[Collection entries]
◆ ◆ ◆ ◆ ◆

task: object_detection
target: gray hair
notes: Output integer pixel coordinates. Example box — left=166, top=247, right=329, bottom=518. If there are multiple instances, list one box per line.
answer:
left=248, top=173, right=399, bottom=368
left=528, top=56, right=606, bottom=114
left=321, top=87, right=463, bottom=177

◆ ◆ ◆ ◆ ◆

* [STATED GOAL]: Rewrite each line of the material above as a JSON list of strings, one string per line, leaving out any blank lines.

* [THE COMPLETED TASK]:
[
  "task: object_detection",
  "target: gray hair",
  "notes: Output integer pixel coordinates. Example box — left=166, top=247, right=329, bottom=518. If there are multiple instances, list one box per line.",
  "answer:",
  "left=248, top=173, right=399, bottom=368",
  "left=528, top=56, right=606, bottom=114",
  "left=321, top=87, right=463, bottom=177"
]